→ **REQUIREMENT**:
In the blog post about a destructive toddler, how long does the writer say the satisfaction of a clean house lasts?
── READING TEXT ──
This is why we can’t have nice things.
The kids are at daycare today and I have a little bit of extra time, so I was going to spend a while cleaning up the house, but that thought made me want to weep with the futility of it all, because the satisfaction of a clean house lasts approximately 90 seconds before it descends into chaos once again, and the satisfaction of a blog post will last at least twice as long as that. The thing is, Zach is incredibly destructive. Not in a way that I think is abnormal for a toddler, but in a way I think I was ill-prepared for, because it turns out — by comparison, at least — that Ellie was an incredibly quiet, tidy baby. Zach is a one-man wrecking crew, and also he is hell-bent on maiming himself in some sort of spectacular way. Child-proofing, it turns out (shocking absolutely no one with more than one child) is way harder the second time around. All of Ellie’s favourite toys have little pieces, or are magnetic, or are made of flimsy cardboard not designed to withstand ravenous chewing by a teething sibling! I’m sure I thrash around at night, mumbling sleepily, “Zach, NO! Stop pulling on the phone cord! Who left the baby gate open? Where did you FIND that? WHAT IS IN YOUR MOUTH?” I’m not prepared yet to say this is a girls vs. boys thing, but. Well. This is a new experience for me.
───
── DATASET ──
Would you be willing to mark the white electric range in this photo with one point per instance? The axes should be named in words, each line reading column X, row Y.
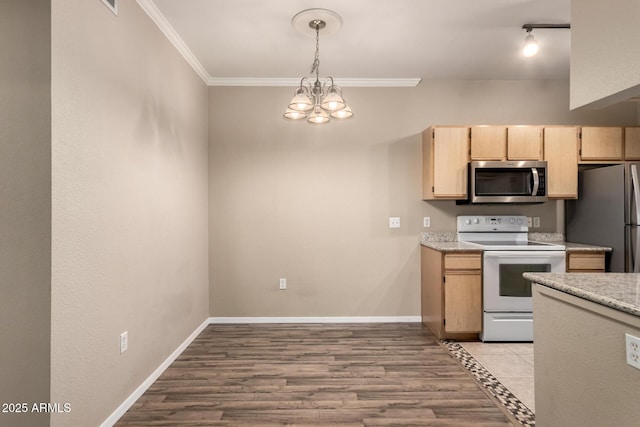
column 507, row 253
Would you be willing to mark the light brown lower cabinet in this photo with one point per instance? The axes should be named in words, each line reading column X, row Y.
column 586, row 261
column 451, row 293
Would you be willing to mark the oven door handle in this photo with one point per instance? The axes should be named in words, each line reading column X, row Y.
column 536, row 181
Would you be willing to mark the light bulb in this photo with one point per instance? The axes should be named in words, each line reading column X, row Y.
column 531, row 46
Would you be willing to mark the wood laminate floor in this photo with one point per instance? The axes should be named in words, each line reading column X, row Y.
column 315, row 375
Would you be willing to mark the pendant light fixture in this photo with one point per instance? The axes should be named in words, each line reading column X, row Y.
column 531, row 46
column 317, row 101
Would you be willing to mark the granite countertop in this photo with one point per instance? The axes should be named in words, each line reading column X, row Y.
column 620, row 291
column 448, row 242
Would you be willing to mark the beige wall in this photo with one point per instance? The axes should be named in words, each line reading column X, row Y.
column 129, row 172
column 581, row 375
column 25, row 206
column 605, row 53
column 311, row 204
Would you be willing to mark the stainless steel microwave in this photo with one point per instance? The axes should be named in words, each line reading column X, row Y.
column 507, row 182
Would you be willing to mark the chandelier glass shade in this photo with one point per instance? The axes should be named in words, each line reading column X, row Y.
column 317, row 101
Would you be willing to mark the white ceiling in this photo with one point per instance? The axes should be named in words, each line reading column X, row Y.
column 380, row 39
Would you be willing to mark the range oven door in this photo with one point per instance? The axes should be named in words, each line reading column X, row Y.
column 505, row 290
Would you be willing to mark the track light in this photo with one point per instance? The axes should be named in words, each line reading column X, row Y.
column 531, row 46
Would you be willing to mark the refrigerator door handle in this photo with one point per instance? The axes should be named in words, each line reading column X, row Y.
column 536, row 181
column 636, row 192
column 636, row 256
column 636, row 198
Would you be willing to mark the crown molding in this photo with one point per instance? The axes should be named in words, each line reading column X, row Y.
column 150, row 8
column 156, row 16
column 295, row 81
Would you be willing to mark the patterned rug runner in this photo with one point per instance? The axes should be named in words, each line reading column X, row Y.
column 515, row 407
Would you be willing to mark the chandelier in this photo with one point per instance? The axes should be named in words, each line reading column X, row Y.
column 317, row 101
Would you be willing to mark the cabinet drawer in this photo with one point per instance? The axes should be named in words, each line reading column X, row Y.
column 584, row 261
column 463, row 261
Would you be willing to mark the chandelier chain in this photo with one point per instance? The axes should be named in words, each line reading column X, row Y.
column 316, row 60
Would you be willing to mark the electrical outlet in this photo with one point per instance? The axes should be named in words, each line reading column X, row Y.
column 633, row 351
column 124, row 341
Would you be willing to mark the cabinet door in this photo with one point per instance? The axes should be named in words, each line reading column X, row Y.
column 601, row 143
column 585, row 261
column 450, row 156
column 463, row 302
column 488, row 143
column 524, row 143
column 632, row 143
column 561, row 154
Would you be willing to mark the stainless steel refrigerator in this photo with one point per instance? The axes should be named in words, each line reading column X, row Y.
column 606, row 214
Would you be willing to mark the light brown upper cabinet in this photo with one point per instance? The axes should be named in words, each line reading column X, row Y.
column 488, row 143
column 506, row 143
column 524, row 143
column 561, row 153
column 601, row 144
column 445, row 155
column 632, row 143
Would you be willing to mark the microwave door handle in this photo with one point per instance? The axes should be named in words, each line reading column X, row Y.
column 536, row 181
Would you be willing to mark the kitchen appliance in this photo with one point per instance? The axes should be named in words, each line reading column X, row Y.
column 507, row 182
column 606, row 214
column 507, row 253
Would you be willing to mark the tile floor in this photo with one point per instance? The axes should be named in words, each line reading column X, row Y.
column 510, row 363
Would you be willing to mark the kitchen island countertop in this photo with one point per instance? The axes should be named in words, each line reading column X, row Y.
column 448, row 242
column 620, row 291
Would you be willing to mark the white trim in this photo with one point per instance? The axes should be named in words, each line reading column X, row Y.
column 156, row 16
column 346, row 319
column 124, row 407
column 295, row 81
column 154, row 13
column 113, row 8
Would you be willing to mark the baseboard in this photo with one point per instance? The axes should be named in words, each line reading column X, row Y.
column 124, row 407
column 346, row 319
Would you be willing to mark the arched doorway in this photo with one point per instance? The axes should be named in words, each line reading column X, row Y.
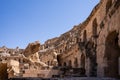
column 82, row 61
column 112, row 54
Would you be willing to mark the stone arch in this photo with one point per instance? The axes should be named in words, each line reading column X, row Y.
column 82, row 59
column 111, row 56
column 70, row 63
column 94, row 27
column 108, row 5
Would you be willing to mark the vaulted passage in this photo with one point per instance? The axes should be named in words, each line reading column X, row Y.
column 112, row 54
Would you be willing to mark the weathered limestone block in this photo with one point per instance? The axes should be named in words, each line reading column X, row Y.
column 34, row 57
column 32, row 48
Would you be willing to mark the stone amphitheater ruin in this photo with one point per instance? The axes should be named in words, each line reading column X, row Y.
column 89, row 51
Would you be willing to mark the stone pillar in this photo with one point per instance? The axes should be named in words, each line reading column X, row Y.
column 100, row 60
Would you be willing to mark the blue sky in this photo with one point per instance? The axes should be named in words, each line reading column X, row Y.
column 25, row 21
───
→ **EXERCISE RESPONSE**:
Approximately 90 seconds.